• **EXERCÍCIO ESCRITO A**
Reescreva as linhas dos registros desde a primeira delas até a linha que contém "(646, 174), (700, 404)", incluindo as duas extremidades e sem omitir nenhuma linha, e some 120 a cada número das coordenadas das respostas, mantendo inalterados os pedidos e o exemplo de formato.

• **TEXTO**
════════════════════

14 Ago 2009 @ 9:03 AM 

Gibson Les Paul Standard

Hoje, 13/08,  morreu um símbolo de minha paixão. Nossa vida é repleta de paixões. Apaixonamo-nos até mesmo por outras pessoas! Mas na maior parte do tempo apaixonamo-nos por coisas, ideias, imagens formadas em nossa mente do que imaginamos ser aquilo ou alguém.

Desde que tenho lembrança de fortes paixões, lembro-me dela. Clara, lisa e macia. Lembro-me de todas as curvas de seu corpo e de como me imaginei a acariciar-lhe. Partindo dos dedos de sua mão, deslizando suavemente ao longo de seu braço, parando por vezes num ponto qualquer, atendo-me num detalhe, tentando perceber o significado dos gemidos que ela produzia quando variava a intensidade, ou a velocidade, das carícias de meus dedos. Punha-me lentamente a caminho da concavidade que me levava ao interior de seu corpo. Aproximava-me de um de seus pontos mais sensíveis, onde seus gritos se tornavam mais altos e agudos, e suas reações mais femininas. E voltava ao início. Punha-me de novo a caminho de seu corpo. E ela gritava, gritava, gemia, chorava e cantava …

A primeira vez que me impressionei por seus atributos, seus gritos, seus sons, sua suave agressividade sonora, foi em 1970. Tinha eu apenas 9 ou 10 anos de idade quando ela me chamou a atenção. Ainda não sabia quem era ela mas quis imediatamente saber. Tentei descobrir-lhe o nome e soube que se chamava Gibson. Mas não só. Não uma Gibson qualquer. Era conhecida entre as outras Gibsons como Les Paul. Primeiro imaginei que seu nome fosse uma homenagem ao membro de uma outra de minhas paixões. Mas depois descobri que não. Que afinal homenageava outro homem.

════════════════════

• **EXERCÍCIO ESCRITO B**
Segundo o texto sobre a Gibson Les Paul, o que fazia os gritos dela se tornarem mais altos e agudos?

[Registros de uma coleção]
════════════════════

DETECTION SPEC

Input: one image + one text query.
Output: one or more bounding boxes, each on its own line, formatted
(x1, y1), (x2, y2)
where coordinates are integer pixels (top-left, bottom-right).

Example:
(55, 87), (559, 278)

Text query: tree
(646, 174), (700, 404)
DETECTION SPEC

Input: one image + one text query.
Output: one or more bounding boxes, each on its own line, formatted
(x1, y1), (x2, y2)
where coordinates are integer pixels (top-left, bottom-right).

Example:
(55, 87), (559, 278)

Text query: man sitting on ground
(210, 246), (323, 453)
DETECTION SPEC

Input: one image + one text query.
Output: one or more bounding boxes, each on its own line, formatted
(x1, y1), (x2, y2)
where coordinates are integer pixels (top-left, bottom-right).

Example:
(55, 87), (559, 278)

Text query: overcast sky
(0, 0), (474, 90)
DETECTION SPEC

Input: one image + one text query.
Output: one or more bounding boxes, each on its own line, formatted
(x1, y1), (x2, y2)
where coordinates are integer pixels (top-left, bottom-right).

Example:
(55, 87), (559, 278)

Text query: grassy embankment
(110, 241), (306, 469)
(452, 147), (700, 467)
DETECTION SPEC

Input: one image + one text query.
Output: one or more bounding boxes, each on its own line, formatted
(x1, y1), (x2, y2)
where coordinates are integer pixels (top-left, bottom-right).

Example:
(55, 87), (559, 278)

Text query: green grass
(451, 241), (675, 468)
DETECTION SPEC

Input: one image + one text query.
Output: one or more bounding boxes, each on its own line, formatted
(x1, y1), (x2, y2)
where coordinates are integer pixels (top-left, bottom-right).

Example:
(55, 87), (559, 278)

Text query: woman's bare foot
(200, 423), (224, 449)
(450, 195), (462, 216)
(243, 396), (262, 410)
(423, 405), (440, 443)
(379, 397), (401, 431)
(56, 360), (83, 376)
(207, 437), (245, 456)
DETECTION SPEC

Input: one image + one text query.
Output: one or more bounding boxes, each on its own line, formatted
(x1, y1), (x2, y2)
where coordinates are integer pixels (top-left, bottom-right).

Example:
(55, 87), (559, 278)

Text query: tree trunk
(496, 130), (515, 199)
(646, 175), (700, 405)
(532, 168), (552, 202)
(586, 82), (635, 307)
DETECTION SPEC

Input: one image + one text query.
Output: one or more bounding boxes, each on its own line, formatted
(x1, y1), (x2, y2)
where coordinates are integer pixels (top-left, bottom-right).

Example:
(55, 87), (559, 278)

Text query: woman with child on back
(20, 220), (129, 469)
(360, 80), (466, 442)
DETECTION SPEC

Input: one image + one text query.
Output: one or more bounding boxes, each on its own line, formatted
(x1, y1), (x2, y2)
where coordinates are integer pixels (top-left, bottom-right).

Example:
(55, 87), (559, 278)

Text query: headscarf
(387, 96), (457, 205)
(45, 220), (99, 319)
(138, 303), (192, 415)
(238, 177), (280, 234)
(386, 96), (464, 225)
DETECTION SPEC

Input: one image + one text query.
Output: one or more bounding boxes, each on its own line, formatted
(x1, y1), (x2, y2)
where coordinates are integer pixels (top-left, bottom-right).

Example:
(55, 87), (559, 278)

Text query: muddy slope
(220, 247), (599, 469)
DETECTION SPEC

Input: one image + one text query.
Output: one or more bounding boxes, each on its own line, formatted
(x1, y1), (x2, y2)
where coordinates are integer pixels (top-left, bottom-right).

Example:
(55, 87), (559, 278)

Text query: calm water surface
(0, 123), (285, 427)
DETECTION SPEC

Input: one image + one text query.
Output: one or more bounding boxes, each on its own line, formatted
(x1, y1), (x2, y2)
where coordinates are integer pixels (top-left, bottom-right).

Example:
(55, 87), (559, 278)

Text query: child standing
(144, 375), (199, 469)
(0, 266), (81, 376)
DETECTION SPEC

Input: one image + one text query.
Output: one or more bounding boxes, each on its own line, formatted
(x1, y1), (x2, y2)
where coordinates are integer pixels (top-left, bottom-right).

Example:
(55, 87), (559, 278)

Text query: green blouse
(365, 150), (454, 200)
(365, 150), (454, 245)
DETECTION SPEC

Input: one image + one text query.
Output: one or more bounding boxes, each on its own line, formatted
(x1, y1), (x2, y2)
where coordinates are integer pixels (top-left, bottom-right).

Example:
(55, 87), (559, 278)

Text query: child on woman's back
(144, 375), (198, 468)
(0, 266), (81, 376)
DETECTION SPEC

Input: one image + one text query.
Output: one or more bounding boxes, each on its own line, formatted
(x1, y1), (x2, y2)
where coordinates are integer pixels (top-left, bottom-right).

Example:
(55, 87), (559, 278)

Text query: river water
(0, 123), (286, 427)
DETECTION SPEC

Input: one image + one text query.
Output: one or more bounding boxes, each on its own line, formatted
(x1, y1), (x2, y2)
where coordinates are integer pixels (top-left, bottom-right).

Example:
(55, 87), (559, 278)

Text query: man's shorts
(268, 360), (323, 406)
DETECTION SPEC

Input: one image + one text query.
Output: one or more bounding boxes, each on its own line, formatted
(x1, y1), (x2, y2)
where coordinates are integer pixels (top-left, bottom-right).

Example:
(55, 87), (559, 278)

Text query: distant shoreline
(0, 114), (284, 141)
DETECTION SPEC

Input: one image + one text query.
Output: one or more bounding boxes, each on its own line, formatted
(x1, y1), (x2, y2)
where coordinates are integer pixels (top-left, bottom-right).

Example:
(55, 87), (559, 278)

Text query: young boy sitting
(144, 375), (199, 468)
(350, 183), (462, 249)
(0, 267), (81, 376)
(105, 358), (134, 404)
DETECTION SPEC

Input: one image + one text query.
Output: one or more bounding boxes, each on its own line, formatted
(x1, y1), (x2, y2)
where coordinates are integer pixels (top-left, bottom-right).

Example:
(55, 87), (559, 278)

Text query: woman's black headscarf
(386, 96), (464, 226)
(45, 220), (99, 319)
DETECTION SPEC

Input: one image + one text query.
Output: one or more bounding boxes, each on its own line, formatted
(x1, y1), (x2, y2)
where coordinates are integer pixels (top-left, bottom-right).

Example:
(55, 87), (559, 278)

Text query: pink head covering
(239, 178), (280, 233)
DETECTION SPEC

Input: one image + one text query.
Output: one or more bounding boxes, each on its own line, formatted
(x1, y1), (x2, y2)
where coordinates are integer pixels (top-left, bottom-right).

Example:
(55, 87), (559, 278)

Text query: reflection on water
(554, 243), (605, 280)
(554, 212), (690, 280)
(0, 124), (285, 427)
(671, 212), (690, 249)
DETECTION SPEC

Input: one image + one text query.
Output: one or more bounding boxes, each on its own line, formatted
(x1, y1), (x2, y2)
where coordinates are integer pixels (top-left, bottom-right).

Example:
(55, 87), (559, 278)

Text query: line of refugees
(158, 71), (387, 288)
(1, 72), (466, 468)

════════════════════

• **RESPOSTA A**
DETECTION SPEC

Input: one image + one text query.
Output: one or more bounding boxes, each on its own line, formatted
(x1, y1), (x2, y2)
where coordinates are integer pixels (top-left, bottom-right).

Example:
(55, 87), (559, 278)

Text query: tree
(766, 294), (820, 524)

• **RESPOSTA B**
Os gritos se tornavam mais altos e agudos quando a pessoa que narra se aproximava de um de seus pontos mais sensíveis. Isso acontecia no caminho da concavidade que levava ao interior de seu corpo.